### EXERCISE AIM
Reproduce every record exactly as given.

### THE DATA
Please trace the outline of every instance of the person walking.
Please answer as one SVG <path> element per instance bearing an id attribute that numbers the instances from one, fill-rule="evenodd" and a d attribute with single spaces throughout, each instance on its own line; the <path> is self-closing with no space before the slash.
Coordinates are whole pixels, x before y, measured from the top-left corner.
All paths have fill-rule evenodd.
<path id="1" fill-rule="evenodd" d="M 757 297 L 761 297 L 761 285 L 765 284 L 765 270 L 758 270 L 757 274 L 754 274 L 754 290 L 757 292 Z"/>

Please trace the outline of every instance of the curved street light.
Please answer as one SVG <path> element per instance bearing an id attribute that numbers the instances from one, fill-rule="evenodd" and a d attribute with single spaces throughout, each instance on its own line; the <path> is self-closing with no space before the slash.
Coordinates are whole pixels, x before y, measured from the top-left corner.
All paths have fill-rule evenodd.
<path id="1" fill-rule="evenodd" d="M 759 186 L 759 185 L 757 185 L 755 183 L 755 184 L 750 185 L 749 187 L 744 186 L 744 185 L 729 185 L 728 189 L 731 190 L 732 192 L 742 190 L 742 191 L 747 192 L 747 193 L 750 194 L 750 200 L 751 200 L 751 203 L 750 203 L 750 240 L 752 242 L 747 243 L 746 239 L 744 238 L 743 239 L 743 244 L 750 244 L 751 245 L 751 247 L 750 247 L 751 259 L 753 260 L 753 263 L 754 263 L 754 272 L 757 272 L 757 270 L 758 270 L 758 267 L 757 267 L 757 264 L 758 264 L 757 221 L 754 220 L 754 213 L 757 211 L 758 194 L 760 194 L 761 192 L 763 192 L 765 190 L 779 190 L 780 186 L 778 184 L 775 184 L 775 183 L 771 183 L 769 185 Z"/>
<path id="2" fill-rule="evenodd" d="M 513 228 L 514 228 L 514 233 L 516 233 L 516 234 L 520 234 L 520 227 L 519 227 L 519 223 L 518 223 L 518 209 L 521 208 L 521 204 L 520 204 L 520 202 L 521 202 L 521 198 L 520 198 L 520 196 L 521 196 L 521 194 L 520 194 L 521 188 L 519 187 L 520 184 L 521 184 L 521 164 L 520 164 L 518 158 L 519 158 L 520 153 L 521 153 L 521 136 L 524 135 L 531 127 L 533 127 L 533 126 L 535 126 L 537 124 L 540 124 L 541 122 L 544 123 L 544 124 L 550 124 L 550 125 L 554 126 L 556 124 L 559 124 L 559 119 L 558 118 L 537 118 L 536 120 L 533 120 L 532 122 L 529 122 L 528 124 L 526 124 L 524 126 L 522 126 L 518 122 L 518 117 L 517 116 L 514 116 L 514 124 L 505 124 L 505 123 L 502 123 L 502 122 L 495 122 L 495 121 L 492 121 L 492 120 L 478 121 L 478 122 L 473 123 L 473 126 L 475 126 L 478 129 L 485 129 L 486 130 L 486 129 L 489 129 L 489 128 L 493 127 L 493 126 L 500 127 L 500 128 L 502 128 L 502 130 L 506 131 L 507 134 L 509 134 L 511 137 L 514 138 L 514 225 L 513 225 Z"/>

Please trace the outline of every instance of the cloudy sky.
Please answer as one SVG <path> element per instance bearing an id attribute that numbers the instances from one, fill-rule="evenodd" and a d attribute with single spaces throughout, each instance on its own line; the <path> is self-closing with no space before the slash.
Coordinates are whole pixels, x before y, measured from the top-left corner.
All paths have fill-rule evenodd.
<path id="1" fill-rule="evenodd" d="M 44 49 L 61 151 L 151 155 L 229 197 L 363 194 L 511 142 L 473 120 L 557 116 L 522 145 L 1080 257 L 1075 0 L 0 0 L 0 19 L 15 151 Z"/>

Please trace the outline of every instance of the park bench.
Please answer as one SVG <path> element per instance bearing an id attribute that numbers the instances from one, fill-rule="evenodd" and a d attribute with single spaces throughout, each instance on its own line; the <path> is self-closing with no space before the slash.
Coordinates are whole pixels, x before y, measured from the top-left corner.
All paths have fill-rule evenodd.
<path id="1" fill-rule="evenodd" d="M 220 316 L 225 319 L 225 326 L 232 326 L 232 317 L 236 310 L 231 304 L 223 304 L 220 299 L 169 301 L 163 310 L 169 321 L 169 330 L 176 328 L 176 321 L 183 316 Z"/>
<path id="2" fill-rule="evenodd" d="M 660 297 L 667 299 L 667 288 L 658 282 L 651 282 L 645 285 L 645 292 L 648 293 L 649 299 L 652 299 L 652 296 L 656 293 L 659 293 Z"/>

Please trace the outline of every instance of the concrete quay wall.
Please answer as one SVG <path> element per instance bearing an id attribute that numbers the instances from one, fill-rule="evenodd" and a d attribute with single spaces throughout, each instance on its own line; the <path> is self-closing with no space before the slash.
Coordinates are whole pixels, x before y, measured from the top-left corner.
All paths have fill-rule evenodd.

### REPLY
Please trace the outline of every instance of the person walking.
Please answer as one SVG <path> element per instance bearing an id attribute that numbers the instances from one, fill-rule="evenodd" and a d attribute with single spaces throughout, each instance on its own line; the <path> is self-closing with no space before the slash.
Coordinates are whole pixels, x before y, measured from the top-left corner.
All paths have fill-rule evenodd.
<path id="1" fill-rule="evenodd" d="M 757 297 L 761 297 L 761 285 L 765 284 L 765 270 L 758 270 L 757 274 L 754 274 L 754 290 L 757 292 Z"/>

Please trace the outline of every instance of the curved street light.
Please answer as one SVG <path> element per instance bearing an id attribute that numbers the instances from one, fill-rule="evenodd" and a d attribute with single spaces throughout, each instance on its own line; the <path> is self-closing with no space before the slash.
Coordinates are whole pixels, x before y, measured from the top-left corner.
All paths have fill-rule evenodd.
<path id="1" fill-rule="evenodd" d="M 759 186 L 759 185 L 757 185 L 755 183 L 755 184 L 750 185 L 749 187 L 744 186 L 744 185 L 729 185 L 728 189 L 731 190 L 732 192 L 742 190 L 742 191 L 747 192 L 747 193 L 750 194 L 750 200 L 751 200 L 751 203 L 750 203 L 750 240 L 752 242 L 747 243 L 746 239 L 744 238 L 743 239 L 743 244 L 750 244 L 751 245 L 751 247 L 750 247 L 751 259 L 753 260 L 753 263 L 754 263 L 754 272 L 757 272 L 757 270 L 758 270 L 758 267 L 757 267 L 757 264 L 758 264 L 757 221 L 754 220 L 754 213 L 757 211 L 758 194 L 760 194 L 761 192 L 763 192 L 765 190 L 779 190 L 780 186 L 778 184 L 775 184 L 775 183 L 771 183 L 769 185 Z"/>
<path id="2" fill-rule="evenodd" d="M 513 228 L 514 228 L 514 233 L 516 233 L 516 234 L 520 234 L 520 227 L 519 227 L 519 223 L 518 223 L 518 209 L 521 208 L 521 204 L 520 204 L 520 202 L 521 202 L 521 198 L 520 198 L 520 196 L 521 196 L 521 194 L 520 194 L 521 188 L 519 187 L 520 184 L 521 184 L 521 164 L 520 164 L 518 158 L 519 158 L 520 153 L 521 153 L 521 136 L 524 135 L 531 127 L 533 127 L 533 126 L 535 126 L 537 124 L 540 124 L 541 122 L 544 123 L 544 124 L 550 124 L 550 125 L 554 126 L 556 124 L 559 124 L 559 119 L 558 118 L 537 118 L 536 120 L 533 120 L 532 122 L 529 122 L 528 124 L 526 124 L 524 126 L 522 126 L 518 122 L 518 117 L 517 116 L 514 116 L 514 124 L 505 124 L 505 123 L 502 123 L 502 122 L 495 122 L 495 121 L 492 121 L 492 120 L 478 121 L 478 122 L 473 123 L 473 126 L 475 126 L 478 129 L 485 129 L 486 130 L 486 129 L 489 129 L 489 128 L 493 127 L 493 126 L 500 127 L 500 128 L 502 128 L 502 130 L 506 131 L 507 134 L 509 134 L 511 137 L 514 138 L 514 225 L 513 225 Z"/>

Please trace the outline of every instance of the cloudy sky.
Please answer as one SVG <path> element per instance bearing an id attribute that numbers the instances from one, fill-rule="evenodd" and a d attribute with single spaces throughout, each instance on its own line; the <path> is self-closing with no space before the slash.
Coordinates are whole pixels, x before y, measured from the top-left corner.
All paths have fill-rule evenodd.
<path id="1" fill-rule="evenodd" d="M 44 49 L 61 151 L 151 155 L 229 197 L 363 194 L 511 142 L 473 120 L 557 116 L 522 145 L 1080 257 L 1075 0 L 0 0 L 0 19 L 15 151 Z"/>

Please trace the outline of every instance of the park bench.
Please answer as one SVG <path> element per instance bearing an id attribute that numbers the instances from one, fill-rule="evenodd" and a d attribute with single spaces throughout, each instance on its own line; the <path> is self-closing with no space before the slash.
Coordinates are whole pixels, x before y, measured from the top-left corner.
All paths have fill-rule evenodd.
<path id="1" fill-rule="evenodd" d="M 220 316 L 225 319 L 225 326 L 232 326 L 232 317 L 236 310 L 231 304 L 223 304 L 220 299 L 169 301 L 163 310 L 169 321 L 169 330 L 176 328 L 176 321 L 183 316 Z"/>
<path id="2" fill-rule="evenodd" d="M 660 297 L 667 299 L 667 288 L 658 282 L 651 282 L 645 285 L 645 292 L 648 293 L 649 299 L 652 299 L 652 296 L 656 293 L 659 293 Z"/>

Please trace the outline of every instance of the concrete quay wall.
Please answer as one SVG <path> element per instance bearing an id attribute that numbers the instances from one, fill-rule="evenodd" and a d attribute with single spaces throughout, each instance on its own line; the <path> is self-closing with no space before the slash.
Coordinates are whole pixels, x before y, measured from the top-left corner.
All paths have fill-rule evenodd.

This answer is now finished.